• Kutipan Terpilih:
********

Pdt. Dr. Ir. Fridz P. Sihombing
Dosen STT HKBP P.Siantar

Bacaan Minggu 8 Setelah Trinitatis, 18 Juli 2010: 2Petrus 2:10-15



Minggu 8 Setelah Trinitatis, 18 Juli 2010 2Petrus 2:10-15






MEMBANGUN MORALITAS KRISTIANI



Membekali setiap warga Gereja agar mampu menghadapi ajaran-ajaran sesat menjadi sangat urgen pada saat guru-guru palsu marak menyesatkan orang Kristen. Pada waktu Petrus menuliskan surat ini, guru-guru palsu semakin aktif menyesatkan pikiran warga Gereja dan merusak moral orang percaya. Secara khusus guru-guru palsu yang menyangkal iman Kristen tentang parousia, yaitu zaman akhir yang akan menyudahi sejarah dunia ini. Penyangkalan terhadap ajaran Gereja tentang akhir zaman itu telah melahirkan orang-orang yang tidak bermoral, yang hidup bebas tanpa batas (Libertinis). Rasul Petrus dengan tegas mengingatkan Gereja tentang pentingnya pembinaan warga gereja (PWG), agar setiap orang percaya memiliki pemahaman iman yang baik sehingga mampu memelihara kehidupan yang kudus dan berkenan kepada Allah.

********

[Daftar dataset tentang lokasi objek]
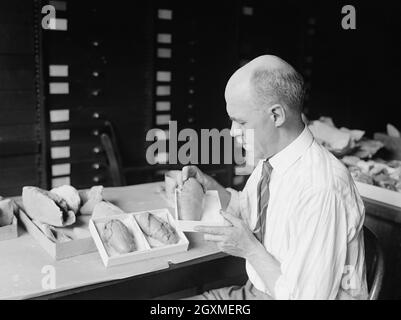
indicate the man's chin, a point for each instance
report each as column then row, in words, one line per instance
column 250, row 158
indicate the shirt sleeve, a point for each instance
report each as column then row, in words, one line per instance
column 313, row 266
column 234, row 204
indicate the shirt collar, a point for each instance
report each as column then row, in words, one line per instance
column 282, row 160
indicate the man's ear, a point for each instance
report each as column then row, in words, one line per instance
column 277, row 114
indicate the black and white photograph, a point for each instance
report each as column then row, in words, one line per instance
column 200, row 154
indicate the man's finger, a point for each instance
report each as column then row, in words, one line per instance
column 232, row 219
column 213, row 237
column 213, row 230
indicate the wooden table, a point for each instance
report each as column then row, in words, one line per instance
column 25, row 267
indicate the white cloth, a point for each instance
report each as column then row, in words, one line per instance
column 313, row 225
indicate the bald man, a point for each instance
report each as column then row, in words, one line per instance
column 298, row 221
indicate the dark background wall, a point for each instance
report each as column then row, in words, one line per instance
column 113, row 54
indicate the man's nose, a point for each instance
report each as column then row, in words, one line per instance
column 235, row 130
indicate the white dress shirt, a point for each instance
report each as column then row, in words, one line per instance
column 314, row 224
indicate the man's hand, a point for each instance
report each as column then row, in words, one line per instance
column 236, row 240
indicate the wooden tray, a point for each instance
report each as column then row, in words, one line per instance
column 58, row 251
column 145, row 251
column 9, row 232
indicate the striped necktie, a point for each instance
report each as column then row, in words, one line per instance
column 263, row 200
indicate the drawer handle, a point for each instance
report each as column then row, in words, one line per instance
column 96, row 166
column 96, row 115
column 96, row 150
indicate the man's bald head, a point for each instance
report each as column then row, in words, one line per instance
column 268, row 80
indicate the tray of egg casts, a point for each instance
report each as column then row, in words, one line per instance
column 136, row 236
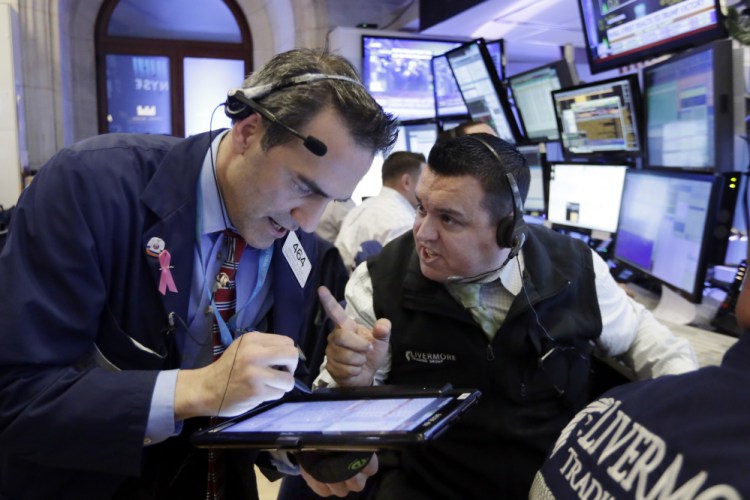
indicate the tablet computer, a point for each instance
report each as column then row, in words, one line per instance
column 369, row 418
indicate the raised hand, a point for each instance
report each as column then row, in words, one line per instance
column 354, row 352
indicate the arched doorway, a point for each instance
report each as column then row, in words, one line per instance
column 162, row 67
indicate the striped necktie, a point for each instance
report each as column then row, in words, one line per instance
column 225, row 302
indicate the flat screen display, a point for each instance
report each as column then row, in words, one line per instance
column 398, row 73
column 599, row 117
column 481, row 89
column 532, row 95
column 662, row 227
column 585, row 196
column 416, row 137
column 689, row 118
column 622, row 32
column 536, row 199
column 448, row 100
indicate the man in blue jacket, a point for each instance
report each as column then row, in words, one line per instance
column 107, row 277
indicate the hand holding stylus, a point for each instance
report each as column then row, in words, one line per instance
column 354, row 352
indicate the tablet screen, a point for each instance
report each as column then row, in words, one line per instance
column 350, row 419
column 367, row 415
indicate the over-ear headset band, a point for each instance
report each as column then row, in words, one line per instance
column 263, row 90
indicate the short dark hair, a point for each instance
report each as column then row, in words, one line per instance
column 457, row 131
column 296, row 105
column 466, row 155
column 401, row 162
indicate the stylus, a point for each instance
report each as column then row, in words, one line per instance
column 302, row 387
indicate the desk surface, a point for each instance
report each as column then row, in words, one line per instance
column 709, row 346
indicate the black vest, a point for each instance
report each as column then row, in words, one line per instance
column 534, row 375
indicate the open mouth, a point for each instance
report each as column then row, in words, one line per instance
column 278, row 228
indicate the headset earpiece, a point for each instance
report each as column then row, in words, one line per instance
column 235, row 109
column 238, row 110
column 505, row 232
column 511, row 231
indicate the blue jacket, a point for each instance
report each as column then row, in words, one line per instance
column 75, row 276
column 678, row 436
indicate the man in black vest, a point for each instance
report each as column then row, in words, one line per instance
column 475, row 298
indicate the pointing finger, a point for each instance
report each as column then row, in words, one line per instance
column 334, row 310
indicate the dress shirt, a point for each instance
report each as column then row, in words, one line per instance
column 629, row 330
column 380, row 218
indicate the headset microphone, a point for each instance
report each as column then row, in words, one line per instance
column 237, row 108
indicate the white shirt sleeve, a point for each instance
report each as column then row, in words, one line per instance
column 359, row 307
column 630, row 332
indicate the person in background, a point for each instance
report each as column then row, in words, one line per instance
column 474, row 298
column 332, row 218
column 379, row 219
column 111, row 339
column 683, row 436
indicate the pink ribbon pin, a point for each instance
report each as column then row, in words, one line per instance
column 166, row 281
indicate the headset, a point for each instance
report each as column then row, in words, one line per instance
column 242, row 102
column 511, row 231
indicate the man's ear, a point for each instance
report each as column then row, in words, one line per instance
column 245, row 131
column 406, row 181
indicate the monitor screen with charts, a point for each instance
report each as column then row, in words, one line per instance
column 585, row 196
column 481, row 89
column 532, row 95
column 664, row 220
column 600, row 118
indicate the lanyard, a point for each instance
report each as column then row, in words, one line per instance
column 264, row 263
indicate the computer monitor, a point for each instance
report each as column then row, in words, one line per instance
column 691, row 120
column 585, row 197
column 496, row 49
column 448, row 100
column 398, row 73
column 416, row 136
column 536, row 199
column 600, row 118
column 664, row 226
column 620, row 33
column 481, row 88
column 532, row 95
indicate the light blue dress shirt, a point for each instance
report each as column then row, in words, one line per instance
column 195, row 347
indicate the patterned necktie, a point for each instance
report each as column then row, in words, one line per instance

********

• Soal Tertulis: Teruskan uraian tentang membangun moralitas Kristiani mulai setelah kalimat terakhirnya.

• Jawaban:
Para pekerja Gereja sendiri tidak mungkin mampu membendung pengaruh-pangaruh zaman; kemampuan para pemimpin Gereja sangat terbatas untuk melindungi warga jemaat dari pengaruh guru-guru palsu. Oleh karena itu semua warga Gereja harus dibekali dengan pokok-pokok ajaran iman yang kuat dan dewasa, sehingga tidak goyah oleh ajaran guru-guru palsu (bnd. Ef. 4:14). Salah satu nilai yang harus dimiliki setiap orang Kristen adalah percaya kepada kuasa kebenaran. Kebenaran adalah kehidupan itu sendiri. Orang benar akan hidup oleh percayanya. Sementara orang yang jahat kehilangan kuasa kehidupan. Orang yang benar tidak akan menghinakan dirinya sendiri dengan perbuatan jahat apa pun.

Hidup secara manusiawi bukan seperti hewan (ayat 10-12)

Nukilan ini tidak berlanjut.